Exercise brief: Show every line of the rows below that contains the string "camera".
━━━ Materials provided ━━━
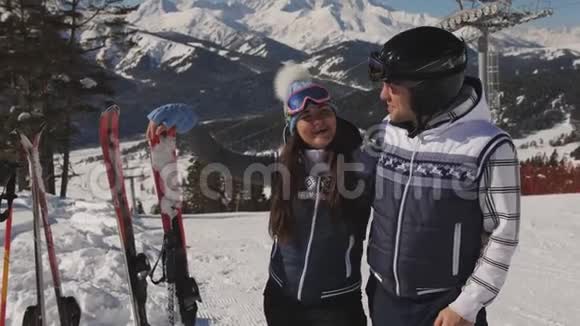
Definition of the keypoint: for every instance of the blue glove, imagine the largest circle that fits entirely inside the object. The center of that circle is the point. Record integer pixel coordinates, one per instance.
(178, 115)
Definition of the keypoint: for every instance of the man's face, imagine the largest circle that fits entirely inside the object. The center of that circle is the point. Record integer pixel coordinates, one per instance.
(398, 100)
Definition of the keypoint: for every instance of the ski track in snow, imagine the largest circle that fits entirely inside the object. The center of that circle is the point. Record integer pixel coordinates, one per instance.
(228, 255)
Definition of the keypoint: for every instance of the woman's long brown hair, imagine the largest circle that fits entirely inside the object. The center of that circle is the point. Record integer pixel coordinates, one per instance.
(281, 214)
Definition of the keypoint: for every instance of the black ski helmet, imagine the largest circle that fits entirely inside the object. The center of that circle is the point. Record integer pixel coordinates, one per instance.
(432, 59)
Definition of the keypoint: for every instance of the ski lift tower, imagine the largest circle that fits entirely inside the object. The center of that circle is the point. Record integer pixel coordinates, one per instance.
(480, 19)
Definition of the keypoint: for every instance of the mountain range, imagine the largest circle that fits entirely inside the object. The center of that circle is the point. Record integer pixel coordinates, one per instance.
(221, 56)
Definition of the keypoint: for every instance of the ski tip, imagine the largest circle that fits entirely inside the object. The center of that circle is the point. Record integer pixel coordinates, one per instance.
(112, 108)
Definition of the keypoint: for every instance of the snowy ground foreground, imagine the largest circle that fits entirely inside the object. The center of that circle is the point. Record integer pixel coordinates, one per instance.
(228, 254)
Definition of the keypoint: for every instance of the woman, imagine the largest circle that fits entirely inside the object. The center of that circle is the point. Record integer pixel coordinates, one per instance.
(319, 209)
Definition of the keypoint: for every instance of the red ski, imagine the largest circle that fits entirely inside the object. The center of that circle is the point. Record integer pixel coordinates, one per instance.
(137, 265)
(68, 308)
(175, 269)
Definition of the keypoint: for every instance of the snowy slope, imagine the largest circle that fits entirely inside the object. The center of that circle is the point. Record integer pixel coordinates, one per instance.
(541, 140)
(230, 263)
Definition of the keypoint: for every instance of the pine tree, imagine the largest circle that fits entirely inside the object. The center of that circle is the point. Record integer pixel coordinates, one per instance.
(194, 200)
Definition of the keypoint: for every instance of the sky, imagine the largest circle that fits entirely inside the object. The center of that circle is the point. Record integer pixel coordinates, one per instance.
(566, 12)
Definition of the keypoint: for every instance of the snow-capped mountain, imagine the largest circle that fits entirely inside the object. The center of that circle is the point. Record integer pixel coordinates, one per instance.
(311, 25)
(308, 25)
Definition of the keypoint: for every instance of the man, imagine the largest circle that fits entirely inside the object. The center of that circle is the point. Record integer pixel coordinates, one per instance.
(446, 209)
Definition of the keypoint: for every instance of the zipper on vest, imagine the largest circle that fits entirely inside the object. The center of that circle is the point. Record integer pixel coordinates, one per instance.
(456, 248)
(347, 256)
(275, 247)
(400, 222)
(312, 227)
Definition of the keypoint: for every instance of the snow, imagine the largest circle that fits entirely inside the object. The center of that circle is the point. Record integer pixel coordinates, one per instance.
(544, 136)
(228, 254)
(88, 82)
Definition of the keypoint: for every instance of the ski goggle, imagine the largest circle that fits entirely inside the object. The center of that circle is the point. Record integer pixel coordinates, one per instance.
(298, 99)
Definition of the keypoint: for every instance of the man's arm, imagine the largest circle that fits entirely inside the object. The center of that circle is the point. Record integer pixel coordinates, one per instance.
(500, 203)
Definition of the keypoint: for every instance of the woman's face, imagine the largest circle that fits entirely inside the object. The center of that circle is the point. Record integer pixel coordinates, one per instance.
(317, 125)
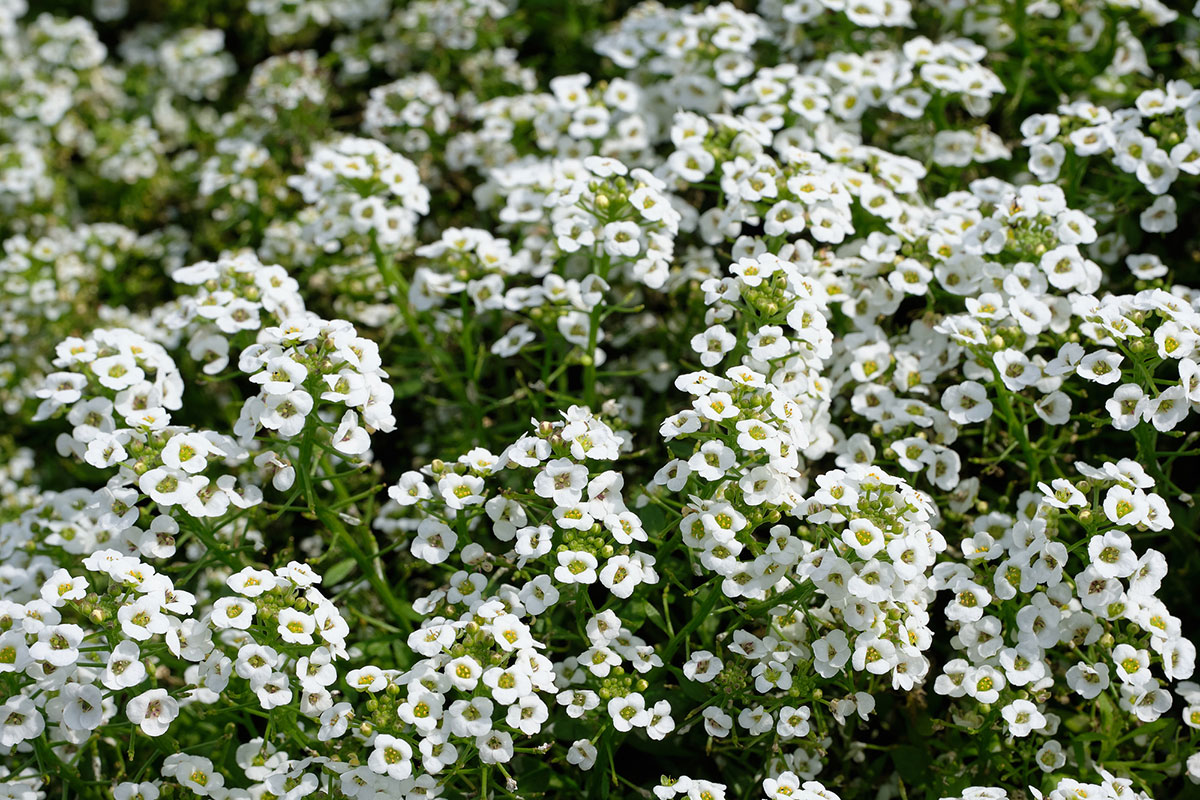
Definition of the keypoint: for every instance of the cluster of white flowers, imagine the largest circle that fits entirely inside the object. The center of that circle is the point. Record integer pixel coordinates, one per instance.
━━━
━━━ Materials provided ━━━
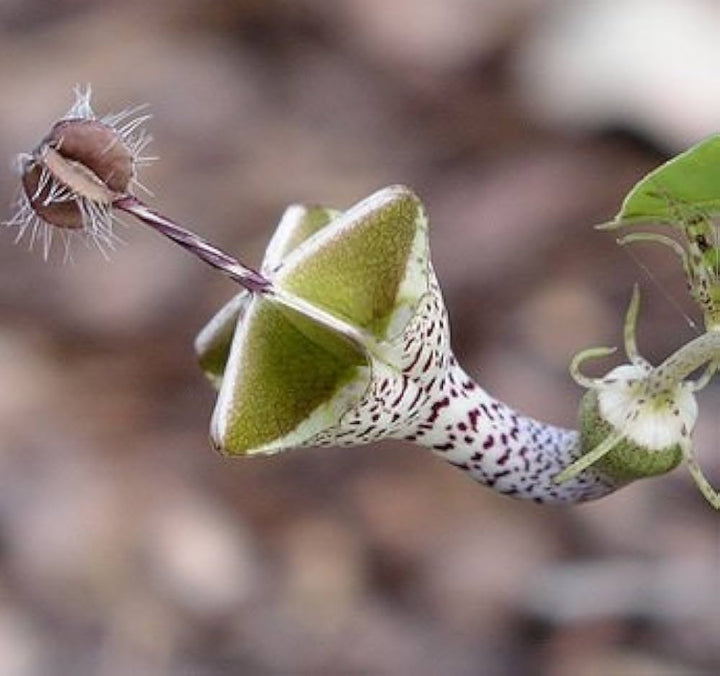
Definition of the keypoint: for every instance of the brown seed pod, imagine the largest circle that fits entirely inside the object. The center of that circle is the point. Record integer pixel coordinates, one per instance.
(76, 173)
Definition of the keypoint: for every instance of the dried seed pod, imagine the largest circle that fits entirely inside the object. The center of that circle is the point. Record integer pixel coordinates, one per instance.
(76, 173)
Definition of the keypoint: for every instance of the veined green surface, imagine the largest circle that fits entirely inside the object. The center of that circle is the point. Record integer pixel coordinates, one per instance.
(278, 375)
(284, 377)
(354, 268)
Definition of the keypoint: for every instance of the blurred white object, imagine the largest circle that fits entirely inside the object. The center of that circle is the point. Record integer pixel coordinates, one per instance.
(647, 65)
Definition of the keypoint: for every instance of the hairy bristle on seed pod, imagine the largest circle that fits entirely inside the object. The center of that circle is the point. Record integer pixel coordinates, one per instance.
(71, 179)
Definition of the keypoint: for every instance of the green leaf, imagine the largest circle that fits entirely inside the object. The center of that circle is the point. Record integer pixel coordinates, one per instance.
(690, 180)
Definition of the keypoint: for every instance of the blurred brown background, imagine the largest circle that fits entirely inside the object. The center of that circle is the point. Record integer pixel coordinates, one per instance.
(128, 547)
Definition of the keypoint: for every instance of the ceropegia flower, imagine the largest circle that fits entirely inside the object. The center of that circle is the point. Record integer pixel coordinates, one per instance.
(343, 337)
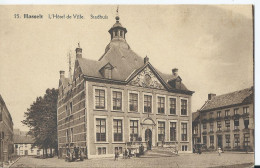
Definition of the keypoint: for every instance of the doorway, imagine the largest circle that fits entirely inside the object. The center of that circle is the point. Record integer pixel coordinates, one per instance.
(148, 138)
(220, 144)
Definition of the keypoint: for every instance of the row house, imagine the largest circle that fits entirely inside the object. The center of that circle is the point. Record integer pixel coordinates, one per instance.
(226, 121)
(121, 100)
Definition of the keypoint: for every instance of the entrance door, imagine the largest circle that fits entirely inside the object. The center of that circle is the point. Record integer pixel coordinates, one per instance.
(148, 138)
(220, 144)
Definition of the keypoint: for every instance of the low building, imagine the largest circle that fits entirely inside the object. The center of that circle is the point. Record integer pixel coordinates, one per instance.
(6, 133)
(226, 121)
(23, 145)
━━━
━━━ Materials provided ━━━
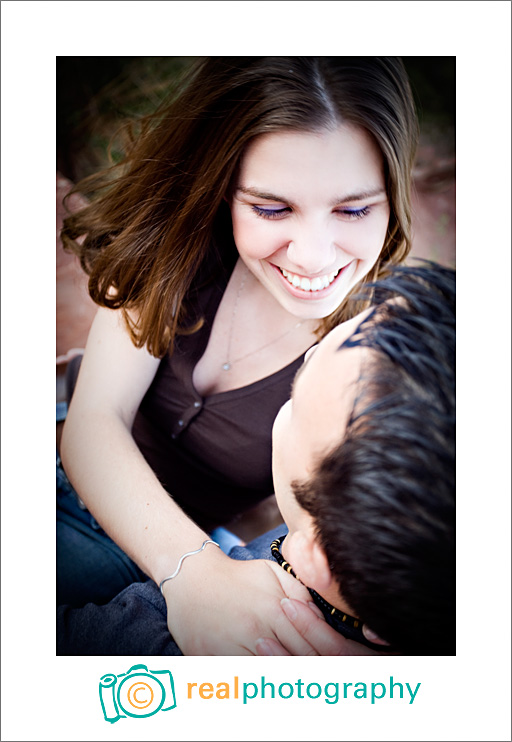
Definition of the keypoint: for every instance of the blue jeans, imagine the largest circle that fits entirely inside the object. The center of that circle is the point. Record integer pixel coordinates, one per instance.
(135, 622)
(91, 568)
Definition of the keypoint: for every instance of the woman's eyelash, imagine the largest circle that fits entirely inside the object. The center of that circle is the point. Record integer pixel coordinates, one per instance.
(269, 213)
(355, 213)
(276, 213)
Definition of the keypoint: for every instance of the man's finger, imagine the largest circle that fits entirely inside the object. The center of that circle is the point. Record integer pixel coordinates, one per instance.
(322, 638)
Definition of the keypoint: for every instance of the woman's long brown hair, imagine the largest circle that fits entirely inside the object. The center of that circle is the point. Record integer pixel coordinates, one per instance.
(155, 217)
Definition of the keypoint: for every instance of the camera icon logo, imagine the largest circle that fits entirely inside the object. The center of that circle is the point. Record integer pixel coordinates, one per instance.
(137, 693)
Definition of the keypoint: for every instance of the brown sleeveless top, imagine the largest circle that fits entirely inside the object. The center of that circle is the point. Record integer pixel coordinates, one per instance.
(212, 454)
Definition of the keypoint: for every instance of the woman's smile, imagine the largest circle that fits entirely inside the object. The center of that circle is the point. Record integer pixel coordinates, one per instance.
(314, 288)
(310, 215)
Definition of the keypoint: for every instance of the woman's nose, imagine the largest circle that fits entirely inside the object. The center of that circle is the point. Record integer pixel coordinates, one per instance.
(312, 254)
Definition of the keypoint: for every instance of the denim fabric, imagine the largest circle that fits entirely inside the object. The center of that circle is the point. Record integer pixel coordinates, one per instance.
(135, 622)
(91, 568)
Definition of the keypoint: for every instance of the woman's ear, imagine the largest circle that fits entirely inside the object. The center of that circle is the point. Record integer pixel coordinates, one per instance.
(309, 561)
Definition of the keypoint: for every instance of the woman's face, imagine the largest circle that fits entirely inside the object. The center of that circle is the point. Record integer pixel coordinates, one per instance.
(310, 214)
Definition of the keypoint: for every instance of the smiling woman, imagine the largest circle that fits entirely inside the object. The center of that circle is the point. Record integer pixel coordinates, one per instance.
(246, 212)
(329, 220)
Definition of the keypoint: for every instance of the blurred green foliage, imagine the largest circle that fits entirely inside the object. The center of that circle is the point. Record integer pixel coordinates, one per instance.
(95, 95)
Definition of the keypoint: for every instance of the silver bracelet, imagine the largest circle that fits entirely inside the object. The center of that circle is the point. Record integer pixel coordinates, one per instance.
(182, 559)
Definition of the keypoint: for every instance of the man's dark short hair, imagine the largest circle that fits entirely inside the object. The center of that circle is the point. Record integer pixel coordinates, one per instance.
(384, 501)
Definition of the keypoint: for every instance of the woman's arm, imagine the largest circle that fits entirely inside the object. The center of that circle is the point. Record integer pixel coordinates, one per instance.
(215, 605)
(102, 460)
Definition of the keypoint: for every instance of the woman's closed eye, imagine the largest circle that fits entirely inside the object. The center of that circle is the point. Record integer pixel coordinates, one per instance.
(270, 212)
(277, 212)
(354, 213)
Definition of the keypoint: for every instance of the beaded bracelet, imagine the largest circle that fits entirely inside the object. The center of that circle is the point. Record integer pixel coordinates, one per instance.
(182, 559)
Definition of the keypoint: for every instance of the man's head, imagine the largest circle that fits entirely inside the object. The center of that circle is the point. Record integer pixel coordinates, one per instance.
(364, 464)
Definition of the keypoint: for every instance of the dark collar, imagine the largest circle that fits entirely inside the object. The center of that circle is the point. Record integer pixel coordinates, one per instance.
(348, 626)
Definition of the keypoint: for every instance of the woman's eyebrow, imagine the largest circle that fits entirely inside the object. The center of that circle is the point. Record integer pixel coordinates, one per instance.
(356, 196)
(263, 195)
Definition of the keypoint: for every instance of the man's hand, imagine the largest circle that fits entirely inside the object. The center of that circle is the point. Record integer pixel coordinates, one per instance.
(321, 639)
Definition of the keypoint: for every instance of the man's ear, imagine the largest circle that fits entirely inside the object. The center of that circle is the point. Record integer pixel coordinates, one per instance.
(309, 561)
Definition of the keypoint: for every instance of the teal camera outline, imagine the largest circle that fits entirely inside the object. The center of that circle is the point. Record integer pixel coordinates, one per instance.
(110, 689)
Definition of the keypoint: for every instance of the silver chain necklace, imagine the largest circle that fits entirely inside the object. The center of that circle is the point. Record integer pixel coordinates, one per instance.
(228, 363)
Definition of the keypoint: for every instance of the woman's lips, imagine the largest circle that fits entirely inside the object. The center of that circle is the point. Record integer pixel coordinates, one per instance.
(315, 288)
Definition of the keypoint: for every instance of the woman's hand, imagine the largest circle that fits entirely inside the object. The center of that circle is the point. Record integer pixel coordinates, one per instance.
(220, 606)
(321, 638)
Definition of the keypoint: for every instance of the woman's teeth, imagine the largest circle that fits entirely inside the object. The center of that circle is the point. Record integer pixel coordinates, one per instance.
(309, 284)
━━━
Final result:
Definition of the keypoint: for every instance of the camera icon logo, imagine the largest circle that fits entirely inside the object. The center of that circle is the point. Record integer pixel coordinates, one per instance.
Definition of the keypoint: for every instance of the teal camera outline, imagine the largest circle that fits entirely inside the object. The center of that circle is the point. Record integer pixel coordinates, one per instance.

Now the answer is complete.